START

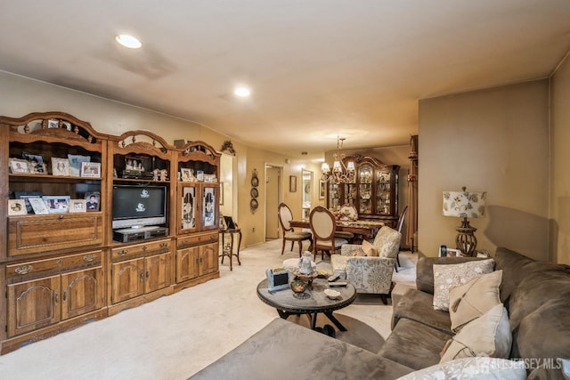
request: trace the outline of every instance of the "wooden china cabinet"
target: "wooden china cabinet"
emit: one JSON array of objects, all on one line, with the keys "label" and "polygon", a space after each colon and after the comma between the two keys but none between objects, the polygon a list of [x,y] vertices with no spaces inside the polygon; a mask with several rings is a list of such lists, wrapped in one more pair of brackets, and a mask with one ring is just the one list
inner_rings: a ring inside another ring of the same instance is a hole
[{"label": "wooden china cabinet", "polygon": [[398,219],[398,171],[378,159],[354,155],[345,158],[354,163],[354,181],[329,183],[327,207],[339,210],[343,205],[356,207],[359,219],[378,220],[394,226]]}]

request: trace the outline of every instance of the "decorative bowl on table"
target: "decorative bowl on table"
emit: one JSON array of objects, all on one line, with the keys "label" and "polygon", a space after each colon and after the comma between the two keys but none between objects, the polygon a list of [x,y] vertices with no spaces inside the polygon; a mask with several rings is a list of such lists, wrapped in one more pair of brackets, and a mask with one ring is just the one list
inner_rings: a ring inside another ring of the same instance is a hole
[{"label": "decorative bowl on table", "polygon": [[296,298],[305,299],[310,296],[308,294],[305,293],[306,287],[308,287],[308,284],[306,282],[301,281],[300,279],[294,279],[293,281],[291,281],[290,287],[291,290],[294,293],[293,295]]}]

END

Exercise: Put the material above into a two-column CSV with the headers "request" and "answer", giving one row per request with its text and its answer, each in a single quoted field with line breaks replaced by spaces. Leave the pictures out.

Exercise result:
request,answer
"request: trace the outline of every instance of the ""wooden china cabinet"" target: ""wooden china cabinet"" emit: one JSON array of objects, all on one line, with the keys ""label"" and ""polygon"", a space after each colon and after the comma between the two keys but none between objects, the polygon a list of [x,y] vertices with no spaces inside the polygon; a mask with several rings is a list of such lists, wrapped in one more pair of brackets, and a mask with one ring is just the one list inner_rings: a ring inside another ring of the same instance is a hole","[{""label"": ""wooden china cabinet"", ""polygon"": [[398,219],[398,171],[378,159],[354,155],[345,158],[354,163],[354,181],[329,183],[327,207],[339,210],[343,205],[356,207],[359,219],[378,220],[394,226]]}]"
"request: trace the outline of every instance of the ""decorative bowl on table"" target: ""decorative bowl on table"" emit: one JSON array of objects, all on one line, with the keys ""label"" and ""polygon"", a space after each colon and after the comma between the two keys but none between objects, the polygon a list of [x,y] vertices with no spaces inside the polygon; a mask with several rings is a list of such lists, wrapped in one more pair of brackets, and a mask with one ring is just the one list inner_rings: a ring inside another ring of the same instance is a hole","[{""label"": ""decorative bowl on table"", ""polygon"": [[296,298],[305,299],[310,296],[308,294],[305,293],[306,287],[308,287],[308,284],[306,282],[301,281],[300,279],[294,279],[293,281],[291,281],[290,287],[291,290],[294,293],[293,295]]}]"